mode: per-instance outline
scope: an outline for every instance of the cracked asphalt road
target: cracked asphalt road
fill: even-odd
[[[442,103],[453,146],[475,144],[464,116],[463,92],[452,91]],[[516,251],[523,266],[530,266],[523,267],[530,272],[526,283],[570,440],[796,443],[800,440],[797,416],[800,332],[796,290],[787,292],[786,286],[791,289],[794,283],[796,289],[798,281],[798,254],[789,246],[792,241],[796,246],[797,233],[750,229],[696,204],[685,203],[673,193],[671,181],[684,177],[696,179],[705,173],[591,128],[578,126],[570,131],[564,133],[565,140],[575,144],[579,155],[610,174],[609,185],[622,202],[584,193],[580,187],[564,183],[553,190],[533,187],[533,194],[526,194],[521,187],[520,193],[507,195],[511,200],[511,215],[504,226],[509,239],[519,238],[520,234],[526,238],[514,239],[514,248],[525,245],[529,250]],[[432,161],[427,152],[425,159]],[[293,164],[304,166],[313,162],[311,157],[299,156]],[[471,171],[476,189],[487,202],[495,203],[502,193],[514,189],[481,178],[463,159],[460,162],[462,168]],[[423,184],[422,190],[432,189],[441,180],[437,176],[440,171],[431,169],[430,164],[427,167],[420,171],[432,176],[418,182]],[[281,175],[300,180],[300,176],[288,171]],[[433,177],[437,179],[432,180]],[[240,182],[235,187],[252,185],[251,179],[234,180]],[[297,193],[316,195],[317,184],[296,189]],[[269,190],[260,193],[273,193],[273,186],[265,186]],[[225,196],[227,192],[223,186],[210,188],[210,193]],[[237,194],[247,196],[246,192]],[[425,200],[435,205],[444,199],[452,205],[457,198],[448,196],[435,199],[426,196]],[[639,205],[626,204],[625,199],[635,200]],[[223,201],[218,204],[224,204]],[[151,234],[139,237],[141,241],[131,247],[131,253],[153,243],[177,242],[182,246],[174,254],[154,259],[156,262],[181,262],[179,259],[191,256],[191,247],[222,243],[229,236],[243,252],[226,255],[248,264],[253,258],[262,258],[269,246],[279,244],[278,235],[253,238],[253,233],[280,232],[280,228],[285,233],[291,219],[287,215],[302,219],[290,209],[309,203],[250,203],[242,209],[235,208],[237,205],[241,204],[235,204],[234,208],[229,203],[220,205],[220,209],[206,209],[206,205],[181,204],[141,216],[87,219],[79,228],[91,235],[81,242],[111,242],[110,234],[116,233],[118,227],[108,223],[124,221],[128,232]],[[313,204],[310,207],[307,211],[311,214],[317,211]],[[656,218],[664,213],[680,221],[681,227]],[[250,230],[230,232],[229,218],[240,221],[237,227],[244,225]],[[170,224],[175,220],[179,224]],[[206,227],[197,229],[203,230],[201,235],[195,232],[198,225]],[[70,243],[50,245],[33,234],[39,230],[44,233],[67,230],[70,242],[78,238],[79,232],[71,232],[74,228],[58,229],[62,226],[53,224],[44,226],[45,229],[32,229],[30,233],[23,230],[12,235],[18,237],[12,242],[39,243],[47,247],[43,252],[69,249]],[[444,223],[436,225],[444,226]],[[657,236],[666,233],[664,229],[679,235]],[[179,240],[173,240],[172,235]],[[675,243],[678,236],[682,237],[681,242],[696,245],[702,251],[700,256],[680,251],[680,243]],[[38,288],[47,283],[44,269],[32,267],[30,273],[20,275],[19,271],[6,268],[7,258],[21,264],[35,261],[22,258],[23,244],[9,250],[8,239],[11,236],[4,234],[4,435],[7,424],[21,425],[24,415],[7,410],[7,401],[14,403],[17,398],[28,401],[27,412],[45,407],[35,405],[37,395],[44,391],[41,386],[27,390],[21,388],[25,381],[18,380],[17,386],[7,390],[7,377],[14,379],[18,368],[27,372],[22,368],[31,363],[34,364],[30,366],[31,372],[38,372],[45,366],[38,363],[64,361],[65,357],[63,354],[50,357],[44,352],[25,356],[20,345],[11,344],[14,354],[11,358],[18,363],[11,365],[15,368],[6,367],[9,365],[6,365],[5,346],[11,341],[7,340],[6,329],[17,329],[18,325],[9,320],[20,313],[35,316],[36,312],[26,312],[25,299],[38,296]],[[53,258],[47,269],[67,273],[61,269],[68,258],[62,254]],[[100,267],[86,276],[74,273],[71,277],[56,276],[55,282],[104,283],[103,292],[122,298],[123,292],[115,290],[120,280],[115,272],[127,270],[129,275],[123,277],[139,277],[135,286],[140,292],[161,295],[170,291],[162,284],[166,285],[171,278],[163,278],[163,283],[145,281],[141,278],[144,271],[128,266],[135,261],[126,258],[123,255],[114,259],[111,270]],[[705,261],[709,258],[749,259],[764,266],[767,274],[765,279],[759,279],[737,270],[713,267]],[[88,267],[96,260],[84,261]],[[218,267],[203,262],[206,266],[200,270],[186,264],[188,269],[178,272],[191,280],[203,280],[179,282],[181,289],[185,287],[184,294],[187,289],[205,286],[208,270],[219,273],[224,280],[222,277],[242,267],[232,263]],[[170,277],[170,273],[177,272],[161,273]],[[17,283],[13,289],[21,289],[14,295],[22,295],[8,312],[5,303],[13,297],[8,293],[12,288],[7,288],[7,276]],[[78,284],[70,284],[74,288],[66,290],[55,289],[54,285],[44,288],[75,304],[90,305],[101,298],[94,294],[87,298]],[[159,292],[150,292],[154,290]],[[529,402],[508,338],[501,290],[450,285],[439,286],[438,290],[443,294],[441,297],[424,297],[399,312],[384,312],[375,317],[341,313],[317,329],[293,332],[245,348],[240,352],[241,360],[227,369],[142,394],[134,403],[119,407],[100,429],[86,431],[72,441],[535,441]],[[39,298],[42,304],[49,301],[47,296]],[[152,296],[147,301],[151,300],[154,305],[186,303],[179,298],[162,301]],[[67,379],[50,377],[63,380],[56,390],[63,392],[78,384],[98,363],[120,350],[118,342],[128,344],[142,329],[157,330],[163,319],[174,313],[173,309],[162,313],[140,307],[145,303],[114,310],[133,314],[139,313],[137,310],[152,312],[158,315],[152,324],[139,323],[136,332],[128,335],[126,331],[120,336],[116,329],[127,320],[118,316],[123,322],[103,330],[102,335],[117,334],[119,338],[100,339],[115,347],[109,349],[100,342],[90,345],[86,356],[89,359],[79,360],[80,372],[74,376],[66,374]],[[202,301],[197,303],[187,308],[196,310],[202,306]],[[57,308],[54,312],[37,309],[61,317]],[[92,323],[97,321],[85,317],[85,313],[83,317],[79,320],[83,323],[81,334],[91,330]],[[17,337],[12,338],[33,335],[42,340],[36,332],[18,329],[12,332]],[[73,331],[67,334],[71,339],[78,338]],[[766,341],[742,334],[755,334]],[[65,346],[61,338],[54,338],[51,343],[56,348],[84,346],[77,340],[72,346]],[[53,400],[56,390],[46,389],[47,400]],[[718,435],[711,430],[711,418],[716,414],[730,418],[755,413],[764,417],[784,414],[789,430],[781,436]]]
*****
Convert every line of the items above into a Markdown table, leaving out blank lines, with the columns Row and Line: the row number goes under Row and the line itself under Line.

_RESULT_.
| Row | Line |
|---|---|
| 1 | mode: per-instance outline |
| 2 | scope: an outline for every instance of the cracked asphalt road |
| 3 | target: cracked asphalt road |
| 4 | fill: even-odd |
| 5 | [[[442,103],[453,146],[475,144],[464,116],[463,92],[452,91]],[[516,251],[523,266],[530,266],[523,267],[530,272],[526,283],[570,440],[796,443],[800,440],[797,416],[800,332],[796,290],[787,292],[786,286],[791,289],[794,283],[796,289],[798,281],[798,254],[789,246],[792,241],[796,246],[797,233],[750,229],[696,204],[685,203],[673,193],[671,181],[684,177],[696,179],[705,173],[591,128],[578,126],[570,131],[564,133],[565,140],[575,144],[579,155],[610,174],[609,185],[622,202],[584,193],[580,187],[564,183],[553,190],[533,187],[533,194],[526,194],[521,187],[520,193],[507,195],[511,200],[511,215],[504,226],[509,239],[519,238],[520,234],[526,238],[514,239],[514,248],[525,245],[529,250]],[[432,161],[427,152],[425,159]],[[293,164],[304,166],[313,162],[311,157],[299,156]],[[471,171],[476,189],[487,202],[495,203],[502,193],[514,189],[481,178],[463,159],[460,162],[462,168]],[[423,184],[422,190],[432,189],[441,180],[437,176],[440,171],[431,169],[430,164],[427,167],[420,171],[432,176],[418,182]],[[281,175],[300,180],[300,176],[288,171]],[[433,177],[437,179],[432,180]],[[240,182],[235,187],[252,185],[251,179],[234,180]],[[297,193],[316,195],[317,184],[296,189]],[[269,190],[260,193],[273,193],[273,186],[265,186]],[[225,196],[227,192],[223,186],[210,188],[210,193]],[[237,194],[247,196],[246,192]],[[425,200],[435,205],[444,199],[452,205],[457,198],[448,196],[435,199],[426,196]],[[639,205],[626,204],[625,199],[635,200]],[[223,201],[218,204],[224,204]],[[151,234],[139,237],[141,241],[131,247],[131,253],[153,243],[177,242],[182,246],[174,254],[154,259],[156,262],[181,262],[179,259],[191,256],[191,247],[222,243],[229,236],[243,252],[226,255],[248,264],[253,258],[262,258],[269,246],[279,244],[278,235],[253,238],[253,233],[280,232],[280,228],[285,233],[291,219],[287,215],[302,219],[290,209],[309,203],[250,203],[242,209],[235,208],[237,205],[241,204],[235,204],[234,208],[229,203],[220,205],[220,209],[206,209],[206,205],[181,204],[141,216],[87,219],[79,228],[91,235],[81,242],[111,242],[110,234],[116,233],[118,227],[108,223],[124,221],[128,232]],[[313,204],[310,207],[307,211],[311,214],[317,211]],[[656,218],[664,213],[680,221],[681,227]],[[250,230],[230,232],[229,218],[240,221],[237,227],[244,225]],[[170,224],[175,220],[179,224]],[[206,227],[197,229],[203,230],[201,235],[195,232],[198,225]],[[70,243],[50,245],[33,234],[39,230],[44,233],[67,230],[70,242],[78,238],[79,232],[71,232],[74,228],[58,229],[62,226],[53,224],[44,226],[45,229],[32,229],[30,233],[23,230],[12,235],[18,237],[12,242],[39,243],[47,247],[43,252],[69,249]],[[444,223],[436,225],[444,226]],[[657,236],[666,233],[664,229],[679,235]],[[179,240],[173,240],[172,235]],[[675,243],[678,236],[682,237],[681,242],[696,245],[702,251],[700,256],[680,251],[680,243]],[[38,288],[47,283],[44,269],[32,267],[30,273],[20,275],[19,271],[6,268],[7,258],[21,264],[35,261],[22,258],[23,244],[9,250],[8,239],[11,236],[4,234],[4,435],[7,424],[21,425],[24,415],[7,410],[7,401],[14,403],[17,398],[28,401],[27,412],[45,407],[35,405],[37,395],[44,391],[41,386],[27,390],[21,388],[25,381],[18,380],[17,386],[7,390],[7,377],[14,379],[18,368],[27,372],[22,368],[31,363],[34,364],[30,366],[31,372],[38,372],[45,366],[38,363],[64,361],[65,357],[63,354],[50,357],[44,352],[25,356],[20,345],[11,344],[14,354],[11,358],[18,363],[11,365],[15,368],[6,367],[9,365],[6,365],[5,346],[11,341],[7,340],[6,329],[17,329],[18,325],[9,320],[20,313],[35,316],[36,312],[26,312],[25,299],[38,296]],[[53,258],[47,269],[67,273],[61,269],[68,258],[62,254]],[[100,267],[86,276],[74,273],[71,277],[56,276],[55,282],[104,283],[103,292],[122,298],[123,292],[115,290],[120,280],[115,272],[127,270],[129,275],[123,277],[139,277],[135,286],[140,292],[161,295],[170,291],[162,284],[166,285],[171,278],[163,278],[163,283],[145,281],[141,278],[144,271],[128,266],[135,261],[126,258],[123,255],[114,259],[111,270]],[[705,261],[709,258],[749,259],[764,266],[767,274],[765,279],[759,279],[737,270],[713,267]],[[88,267],[96,260],[84,261]],[[218,267],[203,262],[206,266],[200,270],[186,264],[188,269],[178,272],[191,280],[203,280],[179,282],[181,289],[185,287],[184,294],[187,289],[205,286],[208,270],[219,273],[224,280],[222,277],[242,267],[232,263]],[[170,277],[170,273],[177,272],[161,273]],[[17,283],[13,289],[21,289],[14,295],[22,295],[8,312],[5,303],[13,297],[8,293],[12,288],[7,288],[7,276]],[[78,284],[70,284],[74,288],[66,290],[55,289],[54,285],[44,288],[75,304],[90,305],[101,298],[94,294],[87,298]],[[159,292],[150,292],[154,290]],[[529,402],[508,338],[501,290],[450,285],[439,286],[438,290],[443,294],[441,297],[424,297],[399,312],[384,312],[375,317],[341,313],[317,329],[293,332],[245,348],[240,352],[241,360],[227,369],[142,394],[134,403],[119,407],[100,429],[86,431],[72,441],[535,441]],[[39,298],[42,304],[49,301],[47,296]],[[152,296],[147,301],[151,300],[154,305],[186,303],[179,298],[162,301]],[[67,379],[50,377],[63,380],[56,390],[63,392],[78,384],[98,363],[120,350],[118,342],[128,344],[142,329],[157,330],[163,319],[174,313],[173,309],[162,313],[140,307],[145,303],[114,310],[133,314],[139,313],[137,310],[152,312],[158,315],[152,324],[139,323],[136,332],[128,335],[126,331],[120,336],[116,329],[127,320],[118,316],[123,322],[103,330],[102,335],[117,334],[119,338],[100,339],[115,347],[109,349],[100,342],[90,345],[86,356],[89,359],[79,360],[80,372],[74,376],[66,374]],[[202,301],[197,303],[187,308],[196,310],[202,306]],[[57,308],[54,312],[37,309],[61,317]],[[92,323],[97,321],[85,317],[85,313],[83,317],[79,320],[83,323],[81,334],[91,330]],[[17,337],[12,338],[33,335],[42,340],[36,332],[18,329],[12,332]],[[73,331],[67,334],[71,339],[78,338]],[[766,341],[742,334],[755,334]],[[65,346],[61,338],[54,338],[51,343],[56,348],[84,346],[77,340],[72,346]],[[53,400],[56,390],[46,389],[47,400]],[[718,435],[711,430],[711,418],[716,414],[730,418],[755,413],[764,417],[784,414],[789,430],[781,436]]] |